(Task description)
Copy out, unchanged, the stretch of the records below from the line containing "Pass-network tagging: label the tall" through the line containing "[(469, 564), (580, 569), (762, 524), (570, 533), (539, 583)]", both of those lines included, and nothing else.

(Information provided)
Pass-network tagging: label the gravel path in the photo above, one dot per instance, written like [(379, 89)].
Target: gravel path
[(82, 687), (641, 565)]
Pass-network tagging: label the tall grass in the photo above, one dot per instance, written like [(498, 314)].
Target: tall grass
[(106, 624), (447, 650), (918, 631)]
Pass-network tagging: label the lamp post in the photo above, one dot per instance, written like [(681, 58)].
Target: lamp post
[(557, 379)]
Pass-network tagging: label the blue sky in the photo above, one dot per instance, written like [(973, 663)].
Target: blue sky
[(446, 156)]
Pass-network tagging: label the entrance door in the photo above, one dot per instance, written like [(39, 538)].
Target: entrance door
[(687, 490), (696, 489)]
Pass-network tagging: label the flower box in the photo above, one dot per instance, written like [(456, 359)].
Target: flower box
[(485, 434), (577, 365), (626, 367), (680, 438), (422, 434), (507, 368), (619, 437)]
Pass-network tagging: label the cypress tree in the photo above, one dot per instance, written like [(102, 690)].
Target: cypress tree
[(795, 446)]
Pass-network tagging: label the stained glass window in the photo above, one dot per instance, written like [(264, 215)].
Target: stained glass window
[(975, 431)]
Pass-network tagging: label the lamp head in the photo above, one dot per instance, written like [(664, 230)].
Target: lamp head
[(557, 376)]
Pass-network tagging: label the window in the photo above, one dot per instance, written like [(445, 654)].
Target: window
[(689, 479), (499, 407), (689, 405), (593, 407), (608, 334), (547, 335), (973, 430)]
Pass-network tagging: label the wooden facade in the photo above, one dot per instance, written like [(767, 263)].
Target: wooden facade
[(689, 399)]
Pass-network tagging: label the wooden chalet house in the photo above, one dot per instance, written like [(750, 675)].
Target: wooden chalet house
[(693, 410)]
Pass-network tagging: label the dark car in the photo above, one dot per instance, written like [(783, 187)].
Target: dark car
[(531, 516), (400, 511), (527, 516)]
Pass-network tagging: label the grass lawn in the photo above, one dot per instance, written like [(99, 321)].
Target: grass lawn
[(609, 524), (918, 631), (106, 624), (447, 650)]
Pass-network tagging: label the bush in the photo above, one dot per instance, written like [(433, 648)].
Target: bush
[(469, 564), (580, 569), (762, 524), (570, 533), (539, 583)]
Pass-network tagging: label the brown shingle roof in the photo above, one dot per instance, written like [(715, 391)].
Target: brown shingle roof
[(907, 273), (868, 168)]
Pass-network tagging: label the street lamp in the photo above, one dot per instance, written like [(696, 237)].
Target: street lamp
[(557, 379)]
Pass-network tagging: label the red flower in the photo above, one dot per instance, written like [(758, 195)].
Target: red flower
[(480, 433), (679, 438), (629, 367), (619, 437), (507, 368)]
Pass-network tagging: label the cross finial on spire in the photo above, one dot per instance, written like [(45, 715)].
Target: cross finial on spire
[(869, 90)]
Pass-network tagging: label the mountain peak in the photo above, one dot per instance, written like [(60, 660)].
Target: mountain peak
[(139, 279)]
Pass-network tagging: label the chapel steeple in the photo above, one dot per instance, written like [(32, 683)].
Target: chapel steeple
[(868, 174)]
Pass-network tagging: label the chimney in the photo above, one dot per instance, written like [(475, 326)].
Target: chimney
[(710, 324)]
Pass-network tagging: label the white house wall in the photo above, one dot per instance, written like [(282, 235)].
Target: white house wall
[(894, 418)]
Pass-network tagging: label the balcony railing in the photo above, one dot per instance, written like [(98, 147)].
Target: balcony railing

(Answer to the task)
Pass-network tagging: label the tall grass in the photo above, one dot per instance, written like [(498, 314)].
Target: tall grass
[(106, 624), (447, 650), (918, 631)]
Pass-network tagging: label the lamp post in the photo above, one dot per instance, written like [(681, 58)].
Target: lamp post
[(557, 379)]
Pass-network tagging: label the blue sky in the photo above, one dot per instance, written like [(973, 663)].
Target: blue sky
[(446, 156)]
Pass-network tagging: label the entrance door in the photo above, one dot per instance, written like [(39, 538)].
Target: entrance door
[(687, 490), (696, 489)]
Pass-network tagging: label the flower box in the photo above, one dot per instance, written like [(456, 359)].
Target: flower box
[(485, 434), (577, 365), (626, 367), (680, 438), (422, 434), (507, 368), (619, 437)]
Pass-network tagging: label the cypress tree in the photo above, one dot per instance, written like [(102, 690)].
Target: cypress tree
[(795, 446)]
Pass-network tagging: label the stained glass window in the photo above, one dot per instance, written like [(264, 215)].
Target: stained glass window
[(975, 431)]
Pass-network tagging: label the lamp head in the photo above, one dot per instance, written like [(664, 230)].
Target: lamp head
[(557, 376)]
Pass-network tagging: label the window in the photo above, one dot per instance, written like [(445, 654)].
Target: window
[(689, 479), (499, 407), (689, 405), (593, 407), (608, 334), (547, 335), (973, 430)]
Pass-network tagging: label the wooden facade in the photo above, one dot per instance, written like [(767, 263)].
Target: wooden facade
[(689, 399)]
Pass-network tagging: label the wooden chalet house in the photo above, one dot per instance, written like [(750, 675)].
Target: wooden chalet house
[(693, 410)]
Pass-network tagging: label the dark car in the photo above, one dot per instance, written like [(783, 187)].
Target: dark car
[(531, 516), (400, 511), (527, 516)]
Pass-network tagging: label the grass lawn in the photo above, one dot per instance, written like [(99, 321)].
Target: grass lawn
[(609, 524), (918, 631), (106, 624), (447, 650)]
Pass-network tagging: label the bush in the photo above, one dot per instance, written like [(433, 648)].
Target: bush
[(469, 564), (580, 569), (762, 524), (570, 533), (539, 583)]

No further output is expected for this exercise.